As the boy grapples with grief and uncertainty, his elder brother, Edward, defeats the enemy and claims the throne. Dazzled by his glorious sibling, young Richard soon discovers that imperfections lurk beneath his brother’s majestic façade. Enter Richard Neville, Earl of Warwick—cousin, tutor, luminary—whose life has given him everything but that which he truly craves: a son. A filial bond forms between man and boy as they fill the void in each other’s lives. Yet, when treachery tears their world asunder, Richard faces an agonizing dilemma: pledge allegiance to Edward—his blood brother and king—or to Warwick, the father figure who has shaped his life and affections.
Painfully trapped between duty and devotion, Richard faces a grim reality: whatever he decides will mean a fight to the death.
In “The Traitor’s Son”, Wendy Johnson masterfully weaves a tapestry of loyalty, love, and sacrifice against the backdrop of England’s turbulent history. Through the eyes of a young Richard III, readers are transported into a world where every choice is fraught with peril, and the bonds of kinship are tested to their limits. As Richard Plantagenet navigates the explosive tensions within his own family, readers are swept along on a journey of intrigue and passion that will leave them spellbound until the final page.
Wendy Johnson
Wendy has a lifelong passion for medieval history, its people, and for bringing their incredible stories to life. Her specific areas of interest are the fifteenth century, the Wars of the Roses, and Richard III in particular. She enjoys narratives which immerse the reader in the past, and tries faithfully to recreate the later Middle Ages within in her own writing. She has contributed to a number of historical anthologies and was a runner up in the Woman and Home Short Story Competition 2008.
A member of the Richard III Society since 1986, Wendy is also a founder member of Philippa Langley’s Looking for Richard Project, which located the king’s lost grave in 2012. She co-authored Finding Richard III: the Official Account of Research by the Retrieval and Reburial Project in 2014, and in 2019 received the Richard III Society’s Robert Hamblin Award.
THE TRAITOR’S SON, volume one in a Richard III trilogy, is Wendy’s debut novel and she is currently working on the sequel.

· · · · ·

> Problem 1
List every year mentioned in the passage about The Traitor's Son.
> Problem 2
From the passage about The Traitor's Son, reproduce the stretch from "As the boy grapples" through "to the death." word for word.
> Problem 3
According to the passage about The Traitor's Son, in what year did Wendy Johnson become a member of the Richard III Society?

> Study material
· · · · ·

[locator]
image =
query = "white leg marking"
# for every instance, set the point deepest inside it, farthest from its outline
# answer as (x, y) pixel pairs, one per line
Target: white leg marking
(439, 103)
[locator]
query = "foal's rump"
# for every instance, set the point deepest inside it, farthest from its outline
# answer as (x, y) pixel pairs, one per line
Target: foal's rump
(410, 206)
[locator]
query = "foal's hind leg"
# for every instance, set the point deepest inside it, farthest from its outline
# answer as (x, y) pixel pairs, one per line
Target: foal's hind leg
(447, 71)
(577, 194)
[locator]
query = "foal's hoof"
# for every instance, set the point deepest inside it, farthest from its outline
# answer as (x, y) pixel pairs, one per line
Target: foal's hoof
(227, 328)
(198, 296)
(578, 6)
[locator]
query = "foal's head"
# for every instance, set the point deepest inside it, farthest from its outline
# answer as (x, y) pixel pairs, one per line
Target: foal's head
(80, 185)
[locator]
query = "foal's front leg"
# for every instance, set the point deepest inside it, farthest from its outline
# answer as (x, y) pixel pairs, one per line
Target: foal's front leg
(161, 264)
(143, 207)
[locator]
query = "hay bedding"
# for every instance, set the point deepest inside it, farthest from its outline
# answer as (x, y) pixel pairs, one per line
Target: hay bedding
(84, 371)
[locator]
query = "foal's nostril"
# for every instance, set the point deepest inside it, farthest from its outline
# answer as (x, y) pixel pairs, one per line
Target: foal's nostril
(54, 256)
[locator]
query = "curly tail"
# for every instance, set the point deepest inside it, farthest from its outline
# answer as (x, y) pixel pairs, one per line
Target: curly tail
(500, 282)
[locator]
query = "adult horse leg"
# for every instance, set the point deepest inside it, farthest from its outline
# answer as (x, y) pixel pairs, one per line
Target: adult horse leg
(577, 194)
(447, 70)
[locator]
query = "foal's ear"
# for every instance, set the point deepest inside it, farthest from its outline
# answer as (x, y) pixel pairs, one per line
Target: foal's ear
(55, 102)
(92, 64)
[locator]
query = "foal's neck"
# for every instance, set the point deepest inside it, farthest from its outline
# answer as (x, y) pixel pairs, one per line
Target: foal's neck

· · · · ·

> Response 1
2008, 1986, 2012, 2014, 2019

> Response 2
As the boy grapples with grief and uncertainty, his elder brother, Edward, defeats the enemy and claims the throne. Dazzled by his glorious sibling, young Richard soon discovers that imperfections lurk beneath his brother’s majestic façade. Enter Richard Neville, Earl of Warwick—cousin, tutor, luminary—whose life has given him everything but that which he truly craves: a son. A filial bond forms between man and boy as they fill the void in each other’s lives. Yet, when treachery tears their world asunder, Richard faces an agonizing dilemma: pledge allegiance to Edward—his blood brother and king—or to Warwick, the father figure who has shaped his life and affections.
Painfully trapped between duty and devotion, Richard faces a grim reality: whatever he decides will mean a fight to the death.

> Response 3
1986